===== LISTING =====
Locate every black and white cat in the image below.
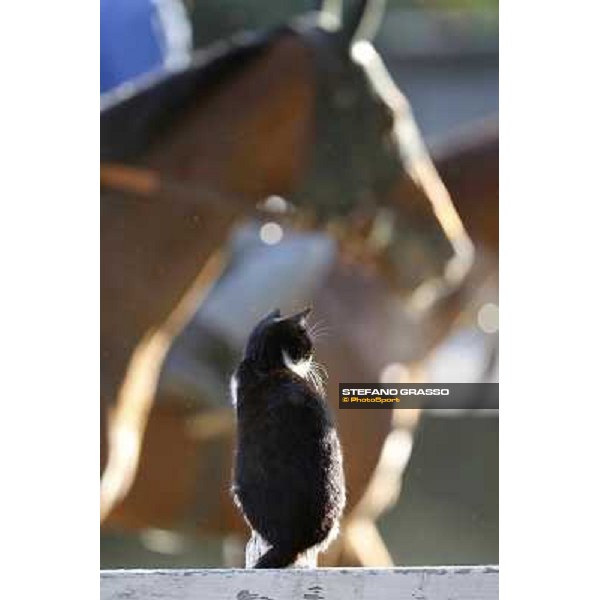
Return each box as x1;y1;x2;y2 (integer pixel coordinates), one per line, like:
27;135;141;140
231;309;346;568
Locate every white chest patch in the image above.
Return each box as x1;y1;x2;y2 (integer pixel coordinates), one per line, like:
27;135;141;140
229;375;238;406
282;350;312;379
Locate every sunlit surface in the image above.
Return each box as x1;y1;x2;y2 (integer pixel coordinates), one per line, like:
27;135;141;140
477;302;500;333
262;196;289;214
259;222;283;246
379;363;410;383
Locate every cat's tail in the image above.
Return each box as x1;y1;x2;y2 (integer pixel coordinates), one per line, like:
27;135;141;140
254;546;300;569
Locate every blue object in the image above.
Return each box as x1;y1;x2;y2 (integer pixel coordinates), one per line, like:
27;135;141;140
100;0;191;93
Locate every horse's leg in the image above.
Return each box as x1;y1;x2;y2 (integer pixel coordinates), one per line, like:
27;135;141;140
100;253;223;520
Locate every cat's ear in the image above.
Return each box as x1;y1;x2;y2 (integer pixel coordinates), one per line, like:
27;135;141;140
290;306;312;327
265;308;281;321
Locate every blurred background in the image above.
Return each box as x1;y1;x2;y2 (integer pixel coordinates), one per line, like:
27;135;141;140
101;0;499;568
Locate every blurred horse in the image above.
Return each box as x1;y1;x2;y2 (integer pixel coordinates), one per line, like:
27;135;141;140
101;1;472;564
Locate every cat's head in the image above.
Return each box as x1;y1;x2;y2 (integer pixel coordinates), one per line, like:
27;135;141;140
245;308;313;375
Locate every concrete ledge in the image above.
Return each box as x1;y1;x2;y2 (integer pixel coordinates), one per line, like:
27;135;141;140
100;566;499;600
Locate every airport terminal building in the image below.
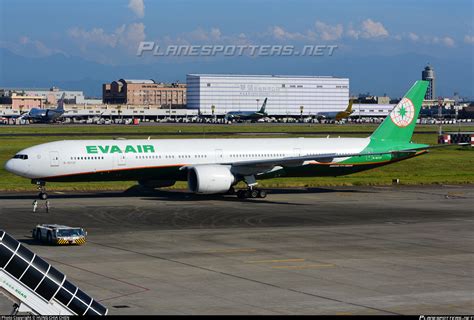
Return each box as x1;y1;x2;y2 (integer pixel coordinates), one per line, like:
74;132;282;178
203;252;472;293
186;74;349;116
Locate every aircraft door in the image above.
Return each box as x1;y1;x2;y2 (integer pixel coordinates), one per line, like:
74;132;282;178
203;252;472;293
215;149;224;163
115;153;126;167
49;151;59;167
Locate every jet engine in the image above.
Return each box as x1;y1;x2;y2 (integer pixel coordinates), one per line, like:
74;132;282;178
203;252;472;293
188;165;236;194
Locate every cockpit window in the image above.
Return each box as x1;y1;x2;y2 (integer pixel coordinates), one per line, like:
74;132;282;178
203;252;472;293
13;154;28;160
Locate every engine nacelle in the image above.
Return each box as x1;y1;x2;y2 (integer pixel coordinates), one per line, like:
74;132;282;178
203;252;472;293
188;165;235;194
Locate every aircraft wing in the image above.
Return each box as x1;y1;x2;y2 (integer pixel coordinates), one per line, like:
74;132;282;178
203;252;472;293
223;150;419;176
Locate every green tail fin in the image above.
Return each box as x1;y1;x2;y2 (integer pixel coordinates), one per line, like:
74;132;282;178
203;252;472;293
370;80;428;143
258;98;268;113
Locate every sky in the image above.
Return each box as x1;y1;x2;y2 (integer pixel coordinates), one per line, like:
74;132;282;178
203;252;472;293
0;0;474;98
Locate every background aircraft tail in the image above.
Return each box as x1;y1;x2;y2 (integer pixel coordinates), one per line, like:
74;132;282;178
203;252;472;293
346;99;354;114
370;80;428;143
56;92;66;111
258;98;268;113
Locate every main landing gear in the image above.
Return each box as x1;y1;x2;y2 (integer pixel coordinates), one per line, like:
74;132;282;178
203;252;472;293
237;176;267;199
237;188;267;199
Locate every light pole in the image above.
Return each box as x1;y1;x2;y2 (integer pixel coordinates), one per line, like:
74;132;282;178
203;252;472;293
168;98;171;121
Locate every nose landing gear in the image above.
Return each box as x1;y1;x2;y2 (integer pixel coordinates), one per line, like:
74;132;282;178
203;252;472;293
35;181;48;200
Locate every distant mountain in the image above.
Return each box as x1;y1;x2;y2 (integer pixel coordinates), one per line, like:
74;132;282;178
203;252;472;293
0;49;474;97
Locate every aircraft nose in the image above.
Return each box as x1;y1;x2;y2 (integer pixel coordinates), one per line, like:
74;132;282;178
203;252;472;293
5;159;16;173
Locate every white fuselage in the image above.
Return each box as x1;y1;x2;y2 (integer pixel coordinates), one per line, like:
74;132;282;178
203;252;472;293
=====
===== LISTING =====
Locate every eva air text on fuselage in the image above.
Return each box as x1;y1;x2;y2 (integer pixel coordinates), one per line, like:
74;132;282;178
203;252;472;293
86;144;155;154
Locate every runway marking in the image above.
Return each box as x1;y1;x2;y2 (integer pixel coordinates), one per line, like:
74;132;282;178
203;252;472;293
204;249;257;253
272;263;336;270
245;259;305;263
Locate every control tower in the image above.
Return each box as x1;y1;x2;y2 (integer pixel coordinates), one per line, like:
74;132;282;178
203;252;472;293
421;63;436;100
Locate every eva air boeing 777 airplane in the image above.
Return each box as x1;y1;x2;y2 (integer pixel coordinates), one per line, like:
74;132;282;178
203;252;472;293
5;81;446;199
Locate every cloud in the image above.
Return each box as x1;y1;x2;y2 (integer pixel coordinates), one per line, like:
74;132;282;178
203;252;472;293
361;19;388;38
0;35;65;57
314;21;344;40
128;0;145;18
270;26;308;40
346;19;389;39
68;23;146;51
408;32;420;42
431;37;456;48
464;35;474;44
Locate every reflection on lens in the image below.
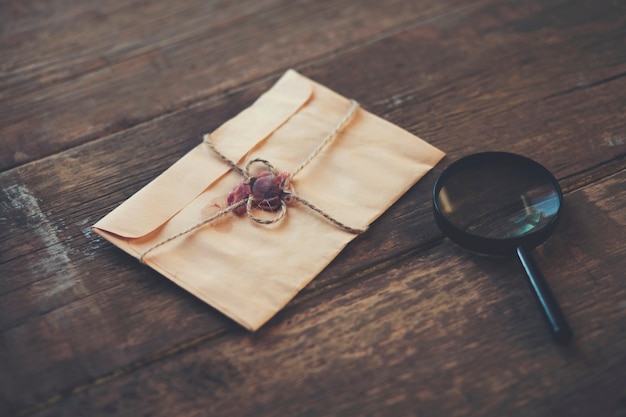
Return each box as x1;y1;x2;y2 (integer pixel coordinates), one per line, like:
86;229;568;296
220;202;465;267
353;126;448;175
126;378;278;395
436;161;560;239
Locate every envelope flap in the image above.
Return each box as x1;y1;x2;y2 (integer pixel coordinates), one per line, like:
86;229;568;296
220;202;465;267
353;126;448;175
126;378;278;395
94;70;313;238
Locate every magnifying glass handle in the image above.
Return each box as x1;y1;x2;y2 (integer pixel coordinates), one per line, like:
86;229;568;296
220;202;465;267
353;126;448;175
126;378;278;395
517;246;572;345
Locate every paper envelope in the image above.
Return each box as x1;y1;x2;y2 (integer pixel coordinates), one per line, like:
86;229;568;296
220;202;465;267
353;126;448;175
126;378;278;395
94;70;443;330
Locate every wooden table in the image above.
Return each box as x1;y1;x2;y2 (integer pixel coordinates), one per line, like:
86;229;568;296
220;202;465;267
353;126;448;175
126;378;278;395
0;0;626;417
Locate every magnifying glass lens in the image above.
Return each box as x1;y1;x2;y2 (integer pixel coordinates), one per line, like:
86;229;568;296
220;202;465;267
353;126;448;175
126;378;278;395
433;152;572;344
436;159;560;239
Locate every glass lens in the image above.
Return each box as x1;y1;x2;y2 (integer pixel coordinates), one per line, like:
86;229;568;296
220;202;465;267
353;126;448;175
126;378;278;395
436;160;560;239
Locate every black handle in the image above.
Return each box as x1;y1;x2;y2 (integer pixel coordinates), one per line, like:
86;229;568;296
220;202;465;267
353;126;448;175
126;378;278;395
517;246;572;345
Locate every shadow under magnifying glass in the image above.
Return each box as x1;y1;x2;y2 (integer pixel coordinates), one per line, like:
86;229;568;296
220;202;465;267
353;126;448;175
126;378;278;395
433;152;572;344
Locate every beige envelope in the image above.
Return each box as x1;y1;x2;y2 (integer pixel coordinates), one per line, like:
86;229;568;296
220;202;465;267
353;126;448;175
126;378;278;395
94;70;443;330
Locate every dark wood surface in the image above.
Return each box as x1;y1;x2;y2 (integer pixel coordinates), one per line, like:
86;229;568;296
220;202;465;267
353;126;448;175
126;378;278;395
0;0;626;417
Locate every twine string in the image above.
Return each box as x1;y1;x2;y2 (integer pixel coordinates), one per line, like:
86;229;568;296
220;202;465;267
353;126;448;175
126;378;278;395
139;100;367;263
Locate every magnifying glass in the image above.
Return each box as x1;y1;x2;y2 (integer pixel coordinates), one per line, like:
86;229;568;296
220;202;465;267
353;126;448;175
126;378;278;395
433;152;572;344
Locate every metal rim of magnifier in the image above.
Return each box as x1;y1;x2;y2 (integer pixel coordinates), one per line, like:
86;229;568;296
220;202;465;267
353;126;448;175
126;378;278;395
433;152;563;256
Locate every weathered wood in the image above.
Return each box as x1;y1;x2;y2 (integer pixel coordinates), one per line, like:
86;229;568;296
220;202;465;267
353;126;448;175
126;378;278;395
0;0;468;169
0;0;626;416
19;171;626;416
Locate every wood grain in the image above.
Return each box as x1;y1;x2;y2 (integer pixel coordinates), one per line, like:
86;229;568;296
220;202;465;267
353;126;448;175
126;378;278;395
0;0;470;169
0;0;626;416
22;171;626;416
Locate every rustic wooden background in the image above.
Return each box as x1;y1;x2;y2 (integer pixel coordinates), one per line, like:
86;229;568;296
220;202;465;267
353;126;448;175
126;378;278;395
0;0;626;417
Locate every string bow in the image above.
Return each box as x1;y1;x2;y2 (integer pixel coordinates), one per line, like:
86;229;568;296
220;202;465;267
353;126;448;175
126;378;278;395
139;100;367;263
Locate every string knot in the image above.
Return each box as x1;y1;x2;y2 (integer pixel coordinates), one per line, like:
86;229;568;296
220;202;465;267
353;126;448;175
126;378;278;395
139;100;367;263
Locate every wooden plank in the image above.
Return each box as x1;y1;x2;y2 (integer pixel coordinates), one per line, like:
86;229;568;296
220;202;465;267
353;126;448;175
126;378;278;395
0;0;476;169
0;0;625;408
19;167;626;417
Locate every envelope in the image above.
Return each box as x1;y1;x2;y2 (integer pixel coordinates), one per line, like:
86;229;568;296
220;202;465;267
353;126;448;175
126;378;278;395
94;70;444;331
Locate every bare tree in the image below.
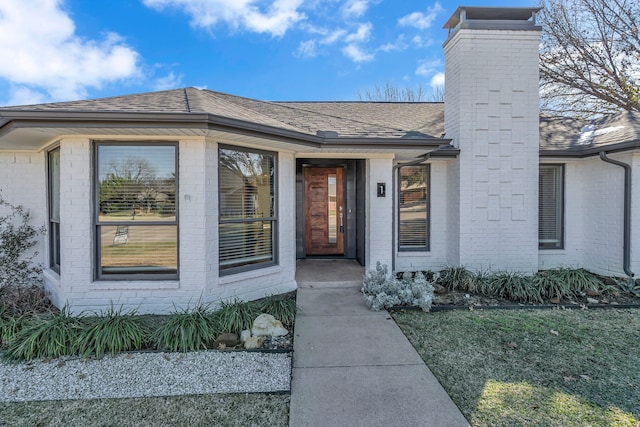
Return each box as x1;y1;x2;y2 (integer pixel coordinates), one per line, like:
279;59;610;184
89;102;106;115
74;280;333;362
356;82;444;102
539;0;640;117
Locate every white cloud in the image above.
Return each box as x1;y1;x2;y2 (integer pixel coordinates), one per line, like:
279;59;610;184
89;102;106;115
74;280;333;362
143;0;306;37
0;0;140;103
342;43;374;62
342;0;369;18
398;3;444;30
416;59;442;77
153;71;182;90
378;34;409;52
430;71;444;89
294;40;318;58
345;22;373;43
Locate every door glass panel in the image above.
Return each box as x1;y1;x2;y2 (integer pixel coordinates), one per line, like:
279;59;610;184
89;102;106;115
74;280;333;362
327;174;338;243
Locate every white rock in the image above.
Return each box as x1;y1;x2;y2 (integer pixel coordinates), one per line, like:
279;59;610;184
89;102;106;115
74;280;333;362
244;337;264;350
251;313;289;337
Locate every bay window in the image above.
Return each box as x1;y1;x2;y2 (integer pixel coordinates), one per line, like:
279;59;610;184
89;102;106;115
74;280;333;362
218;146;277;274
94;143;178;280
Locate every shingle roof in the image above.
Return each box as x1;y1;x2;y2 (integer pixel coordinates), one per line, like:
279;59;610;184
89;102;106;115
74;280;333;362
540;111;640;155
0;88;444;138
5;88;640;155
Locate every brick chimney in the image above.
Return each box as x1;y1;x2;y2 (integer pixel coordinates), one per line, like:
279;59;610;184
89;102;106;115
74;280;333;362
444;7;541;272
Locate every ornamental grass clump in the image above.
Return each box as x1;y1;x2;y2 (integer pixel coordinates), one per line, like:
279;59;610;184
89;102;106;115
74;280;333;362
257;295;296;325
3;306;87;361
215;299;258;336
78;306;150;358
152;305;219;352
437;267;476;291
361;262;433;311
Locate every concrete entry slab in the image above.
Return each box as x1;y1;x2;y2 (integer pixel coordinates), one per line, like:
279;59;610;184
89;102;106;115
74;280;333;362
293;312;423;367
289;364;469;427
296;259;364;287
=====
===== LISTING =====
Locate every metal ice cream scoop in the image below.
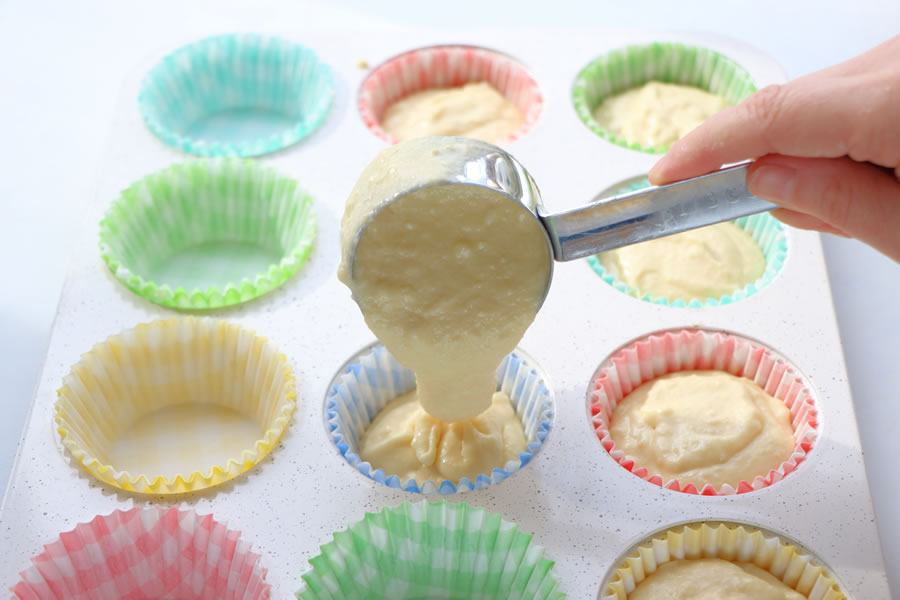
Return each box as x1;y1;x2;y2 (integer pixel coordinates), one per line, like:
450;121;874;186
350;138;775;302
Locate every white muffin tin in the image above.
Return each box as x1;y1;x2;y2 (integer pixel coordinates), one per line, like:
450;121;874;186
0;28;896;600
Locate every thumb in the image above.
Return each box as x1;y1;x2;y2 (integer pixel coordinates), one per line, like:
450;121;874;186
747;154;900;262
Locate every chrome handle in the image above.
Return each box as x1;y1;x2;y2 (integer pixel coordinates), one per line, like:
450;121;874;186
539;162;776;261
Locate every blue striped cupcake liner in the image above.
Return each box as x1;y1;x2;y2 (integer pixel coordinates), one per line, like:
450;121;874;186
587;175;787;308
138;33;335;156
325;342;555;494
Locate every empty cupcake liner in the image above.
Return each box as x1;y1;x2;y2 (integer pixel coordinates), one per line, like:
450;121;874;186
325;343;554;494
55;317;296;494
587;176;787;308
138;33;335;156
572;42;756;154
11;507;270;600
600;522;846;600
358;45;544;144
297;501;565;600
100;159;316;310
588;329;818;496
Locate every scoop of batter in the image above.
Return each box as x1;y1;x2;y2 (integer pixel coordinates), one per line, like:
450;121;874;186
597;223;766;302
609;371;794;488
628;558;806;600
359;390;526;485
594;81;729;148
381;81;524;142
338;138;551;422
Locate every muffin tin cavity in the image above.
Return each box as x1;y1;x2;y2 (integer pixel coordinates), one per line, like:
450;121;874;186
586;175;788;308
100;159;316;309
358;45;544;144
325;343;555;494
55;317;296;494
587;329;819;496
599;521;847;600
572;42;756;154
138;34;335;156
=====
**WHAT TO WORK ON**
Rewrite the rows from the line with "Locate every white cloud in the image above." to the line with "94;143;178;280", replacing "white rock" with "pale stone" and leaving everything else unchanged.

**WRITTEN ANSWER**
Locate every white cloud in the image above.
Return each box as x1;y1;x2;y2 (integer pixel coordinates), one per line, like:
279;59;610;184
89;102;106;115
74;280;333;362
143;0;306;37
0;0;140;103
342;43;374;62
342;0;369;18
398;3;444;30
416;59;442;77
153;71;182;90
378;34;409;52
430;71;444;89
294;40;318;58
345;22;373;43
Locate every door glass panel in the image above.
Return each box as x1;y1;x2;y2 (integer pixel coordinates), one per line, like:
279;59;610;184
89;102;106;115
74;280;333;362
327;174;338;243
Locate every pale stone in the image above.
Return each box as x1;y1;x2;y2 (integer pixel coordinates), one per line, like:
279;59;610;184
89;102;106;115
74;280;333;362
244;337;264;350
251;313;289;337
Locate every bay window in the image above.
Return each box as x1;y1;x2;y2 (integer pixel coordinates), one per line, like:
279;59;610;184
89;102;106;115
74;280;333;362
218;146;277;274
94;143;178;280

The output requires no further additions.